(Aim of the task):
Make a word-for-word copy of the entries below from their first line through the line with "One point per instance, each like (139, 167).", and add nothing.

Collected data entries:

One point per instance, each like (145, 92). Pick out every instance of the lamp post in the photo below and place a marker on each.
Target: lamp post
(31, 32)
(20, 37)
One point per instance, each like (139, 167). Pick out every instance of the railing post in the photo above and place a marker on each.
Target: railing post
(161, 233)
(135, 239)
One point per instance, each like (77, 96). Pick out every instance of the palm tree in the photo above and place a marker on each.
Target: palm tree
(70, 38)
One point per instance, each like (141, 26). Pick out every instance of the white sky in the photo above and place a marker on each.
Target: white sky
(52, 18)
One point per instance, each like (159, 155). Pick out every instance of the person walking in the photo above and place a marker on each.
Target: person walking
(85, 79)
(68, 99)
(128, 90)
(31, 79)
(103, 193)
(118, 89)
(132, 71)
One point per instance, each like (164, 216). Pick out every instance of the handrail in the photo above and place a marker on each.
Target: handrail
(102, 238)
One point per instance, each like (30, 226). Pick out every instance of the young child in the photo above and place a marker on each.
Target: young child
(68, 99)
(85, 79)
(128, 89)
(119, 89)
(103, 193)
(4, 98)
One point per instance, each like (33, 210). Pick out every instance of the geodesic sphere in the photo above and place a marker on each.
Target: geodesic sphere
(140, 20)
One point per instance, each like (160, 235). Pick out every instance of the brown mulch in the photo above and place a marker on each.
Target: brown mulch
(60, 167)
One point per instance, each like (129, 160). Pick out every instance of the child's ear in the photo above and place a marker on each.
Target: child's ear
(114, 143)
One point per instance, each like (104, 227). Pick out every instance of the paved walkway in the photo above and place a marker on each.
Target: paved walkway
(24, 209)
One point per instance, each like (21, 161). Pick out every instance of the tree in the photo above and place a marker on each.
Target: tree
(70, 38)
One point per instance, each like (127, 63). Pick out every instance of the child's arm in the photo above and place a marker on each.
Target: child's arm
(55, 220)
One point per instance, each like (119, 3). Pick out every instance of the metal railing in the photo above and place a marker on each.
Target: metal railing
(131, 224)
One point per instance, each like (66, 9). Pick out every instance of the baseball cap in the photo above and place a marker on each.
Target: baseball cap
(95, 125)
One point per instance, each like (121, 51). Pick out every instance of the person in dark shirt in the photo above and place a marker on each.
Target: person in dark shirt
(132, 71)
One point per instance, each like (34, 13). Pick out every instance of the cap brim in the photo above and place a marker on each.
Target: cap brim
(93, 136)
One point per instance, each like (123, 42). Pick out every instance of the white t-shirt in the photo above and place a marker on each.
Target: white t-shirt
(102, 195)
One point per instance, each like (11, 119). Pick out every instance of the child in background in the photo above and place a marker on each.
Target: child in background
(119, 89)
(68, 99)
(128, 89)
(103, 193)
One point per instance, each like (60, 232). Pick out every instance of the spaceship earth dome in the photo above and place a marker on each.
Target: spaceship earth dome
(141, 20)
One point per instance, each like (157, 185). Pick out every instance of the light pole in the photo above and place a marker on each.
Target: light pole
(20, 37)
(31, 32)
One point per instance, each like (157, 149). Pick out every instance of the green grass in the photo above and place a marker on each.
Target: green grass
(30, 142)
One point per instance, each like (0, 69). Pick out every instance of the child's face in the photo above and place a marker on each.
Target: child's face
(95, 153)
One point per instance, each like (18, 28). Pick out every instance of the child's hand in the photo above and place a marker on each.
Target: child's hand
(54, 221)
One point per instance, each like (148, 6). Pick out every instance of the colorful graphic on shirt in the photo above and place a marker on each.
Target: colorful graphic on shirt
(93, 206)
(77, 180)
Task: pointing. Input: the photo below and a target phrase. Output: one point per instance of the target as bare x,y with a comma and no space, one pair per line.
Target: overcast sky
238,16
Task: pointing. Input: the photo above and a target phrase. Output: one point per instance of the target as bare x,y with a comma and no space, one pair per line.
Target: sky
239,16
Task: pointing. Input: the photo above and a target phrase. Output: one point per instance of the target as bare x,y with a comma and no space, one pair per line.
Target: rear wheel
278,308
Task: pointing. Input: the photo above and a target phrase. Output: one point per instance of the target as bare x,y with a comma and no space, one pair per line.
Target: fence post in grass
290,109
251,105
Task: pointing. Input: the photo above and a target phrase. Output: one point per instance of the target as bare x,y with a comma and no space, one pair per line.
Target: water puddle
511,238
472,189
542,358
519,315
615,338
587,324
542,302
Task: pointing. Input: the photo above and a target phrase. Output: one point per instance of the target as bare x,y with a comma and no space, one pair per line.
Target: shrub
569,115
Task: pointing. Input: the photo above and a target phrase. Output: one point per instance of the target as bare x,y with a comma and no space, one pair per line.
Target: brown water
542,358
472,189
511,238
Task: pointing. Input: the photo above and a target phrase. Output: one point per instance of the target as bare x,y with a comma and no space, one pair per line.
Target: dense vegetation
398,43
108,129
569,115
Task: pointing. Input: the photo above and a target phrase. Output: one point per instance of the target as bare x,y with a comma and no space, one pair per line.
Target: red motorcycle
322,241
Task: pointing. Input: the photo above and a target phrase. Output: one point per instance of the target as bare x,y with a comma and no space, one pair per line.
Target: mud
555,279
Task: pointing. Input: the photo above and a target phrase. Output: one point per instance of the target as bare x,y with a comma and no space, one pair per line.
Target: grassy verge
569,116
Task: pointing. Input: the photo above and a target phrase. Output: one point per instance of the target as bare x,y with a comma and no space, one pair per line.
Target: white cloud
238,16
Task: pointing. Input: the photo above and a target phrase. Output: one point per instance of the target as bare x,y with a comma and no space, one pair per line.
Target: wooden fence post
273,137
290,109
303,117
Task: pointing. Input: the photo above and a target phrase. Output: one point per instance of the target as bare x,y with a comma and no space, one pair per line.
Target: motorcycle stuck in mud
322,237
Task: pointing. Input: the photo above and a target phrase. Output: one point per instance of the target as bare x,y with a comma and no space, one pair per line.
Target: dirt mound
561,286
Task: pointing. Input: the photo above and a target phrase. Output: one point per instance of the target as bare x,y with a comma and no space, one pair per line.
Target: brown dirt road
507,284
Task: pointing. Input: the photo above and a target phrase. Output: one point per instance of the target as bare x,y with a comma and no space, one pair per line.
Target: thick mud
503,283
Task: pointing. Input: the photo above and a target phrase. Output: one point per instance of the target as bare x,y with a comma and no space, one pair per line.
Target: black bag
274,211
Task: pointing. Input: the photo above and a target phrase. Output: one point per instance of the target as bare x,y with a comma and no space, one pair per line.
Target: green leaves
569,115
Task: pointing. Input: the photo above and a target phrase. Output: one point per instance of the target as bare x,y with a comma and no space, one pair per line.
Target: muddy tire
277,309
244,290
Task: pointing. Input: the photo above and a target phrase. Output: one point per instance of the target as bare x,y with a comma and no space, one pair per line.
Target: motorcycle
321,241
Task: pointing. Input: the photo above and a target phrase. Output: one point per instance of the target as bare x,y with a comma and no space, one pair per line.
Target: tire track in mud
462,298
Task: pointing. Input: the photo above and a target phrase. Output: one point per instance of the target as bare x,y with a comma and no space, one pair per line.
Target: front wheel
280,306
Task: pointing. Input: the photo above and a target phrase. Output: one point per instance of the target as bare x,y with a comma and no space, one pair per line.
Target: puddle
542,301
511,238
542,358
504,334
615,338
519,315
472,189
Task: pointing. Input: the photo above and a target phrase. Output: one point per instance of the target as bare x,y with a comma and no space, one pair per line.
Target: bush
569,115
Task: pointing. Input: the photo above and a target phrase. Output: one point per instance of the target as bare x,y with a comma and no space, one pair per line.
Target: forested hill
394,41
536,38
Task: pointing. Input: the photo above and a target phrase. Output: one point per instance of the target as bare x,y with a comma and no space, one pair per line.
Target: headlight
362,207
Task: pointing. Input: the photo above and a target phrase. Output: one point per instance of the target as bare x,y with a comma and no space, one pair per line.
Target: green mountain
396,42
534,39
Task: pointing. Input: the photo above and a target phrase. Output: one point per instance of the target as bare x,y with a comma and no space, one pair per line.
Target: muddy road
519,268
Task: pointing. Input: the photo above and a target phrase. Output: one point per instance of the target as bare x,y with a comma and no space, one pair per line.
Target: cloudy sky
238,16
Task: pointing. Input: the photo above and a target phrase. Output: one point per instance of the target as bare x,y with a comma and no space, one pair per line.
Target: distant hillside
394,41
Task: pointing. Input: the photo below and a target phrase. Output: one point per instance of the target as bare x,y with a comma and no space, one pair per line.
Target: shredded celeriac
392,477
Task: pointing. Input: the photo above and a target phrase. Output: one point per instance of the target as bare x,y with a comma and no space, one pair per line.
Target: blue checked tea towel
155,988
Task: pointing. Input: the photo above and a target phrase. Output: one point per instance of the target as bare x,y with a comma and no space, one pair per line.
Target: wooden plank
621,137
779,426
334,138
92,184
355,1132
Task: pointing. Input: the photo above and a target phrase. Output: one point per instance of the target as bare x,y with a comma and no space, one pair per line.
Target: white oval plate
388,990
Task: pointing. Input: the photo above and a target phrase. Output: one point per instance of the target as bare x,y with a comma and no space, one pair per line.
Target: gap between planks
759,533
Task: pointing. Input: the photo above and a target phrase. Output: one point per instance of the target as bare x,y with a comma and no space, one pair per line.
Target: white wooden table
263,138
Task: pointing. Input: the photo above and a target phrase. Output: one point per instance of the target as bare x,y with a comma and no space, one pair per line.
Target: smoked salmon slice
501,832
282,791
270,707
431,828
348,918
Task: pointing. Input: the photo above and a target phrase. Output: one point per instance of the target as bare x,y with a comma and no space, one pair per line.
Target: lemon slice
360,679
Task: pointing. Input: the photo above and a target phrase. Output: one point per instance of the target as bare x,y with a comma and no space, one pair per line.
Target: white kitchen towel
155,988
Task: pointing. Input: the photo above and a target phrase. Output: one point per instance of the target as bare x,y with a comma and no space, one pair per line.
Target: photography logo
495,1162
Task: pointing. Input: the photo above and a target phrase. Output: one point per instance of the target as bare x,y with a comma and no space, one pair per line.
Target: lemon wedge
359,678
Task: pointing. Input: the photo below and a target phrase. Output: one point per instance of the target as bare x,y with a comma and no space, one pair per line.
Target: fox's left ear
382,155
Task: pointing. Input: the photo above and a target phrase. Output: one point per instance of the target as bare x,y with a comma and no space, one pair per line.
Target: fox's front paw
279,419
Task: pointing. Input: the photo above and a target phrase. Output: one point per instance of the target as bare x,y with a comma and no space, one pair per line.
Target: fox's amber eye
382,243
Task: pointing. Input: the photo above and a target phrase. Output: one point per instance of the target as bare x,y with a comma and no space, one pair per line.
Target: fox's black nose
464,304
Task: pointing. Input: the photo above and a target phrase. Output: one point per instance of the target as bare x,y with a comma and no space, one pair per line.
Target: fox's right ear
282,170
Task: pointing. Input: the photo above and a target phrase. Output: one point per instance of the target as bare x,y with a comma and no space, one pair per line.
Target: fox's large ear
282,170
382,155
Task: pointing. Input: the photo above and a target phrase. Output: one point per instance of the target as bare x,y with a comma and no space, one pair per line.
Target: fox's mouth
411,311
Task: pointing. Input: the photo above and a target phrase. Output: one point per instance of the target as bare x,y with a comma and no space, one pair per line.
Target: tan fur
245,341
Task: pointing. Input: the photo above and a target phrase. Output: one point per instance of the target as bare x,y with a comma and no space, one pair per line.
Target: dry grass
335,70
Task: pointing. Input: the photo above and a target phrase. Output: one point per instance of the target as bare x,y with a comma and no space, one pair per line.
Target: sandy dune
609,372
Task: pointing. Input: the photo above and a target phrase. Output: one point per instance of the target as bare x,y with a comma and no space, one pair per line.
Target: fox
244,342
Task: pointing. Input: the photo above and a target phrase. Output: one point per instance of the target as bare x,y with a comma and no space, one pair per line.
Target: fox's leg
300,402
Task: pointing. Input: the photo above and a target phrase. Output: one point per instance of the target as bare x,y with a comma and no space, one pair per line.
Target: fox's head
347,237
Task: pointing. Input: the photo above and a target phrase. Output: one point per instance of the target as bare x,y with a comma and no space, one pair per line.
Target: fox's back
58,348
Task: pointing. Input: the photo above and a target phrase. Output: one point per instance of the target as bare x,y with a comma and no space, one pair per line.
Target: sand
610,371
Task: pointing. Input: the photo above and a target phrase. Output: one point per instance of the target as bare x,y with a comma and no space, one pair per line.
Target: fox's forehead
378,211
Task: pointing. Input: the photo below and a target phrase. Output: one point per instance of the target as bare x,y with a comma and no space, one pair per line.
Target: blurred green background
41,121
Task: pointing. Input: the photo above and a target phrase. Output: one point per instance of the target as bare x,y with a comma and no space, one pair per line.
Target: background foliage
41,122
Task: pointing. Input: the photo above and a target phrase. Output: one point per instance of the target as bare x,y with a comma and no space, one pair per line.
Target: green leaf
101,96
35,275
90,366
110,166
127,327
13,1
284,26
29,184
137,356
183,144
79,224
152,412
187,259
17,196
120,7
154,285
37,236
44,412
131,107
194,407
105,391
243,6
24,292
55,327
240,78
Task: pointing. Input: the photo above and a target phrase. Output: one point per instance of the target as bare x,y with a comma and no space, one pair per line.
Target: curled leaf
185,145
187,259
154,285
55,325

(Problem solution):
One point per instance, each like (145, 92). Pick out every instance of the lamp post in the photo below and place a marker on each.
Target: lamp post
(31, 32)
(20, 37)
One point per instance, each like (139, 167). Pick out every instance of the railing post in the photo above and place a marker on each.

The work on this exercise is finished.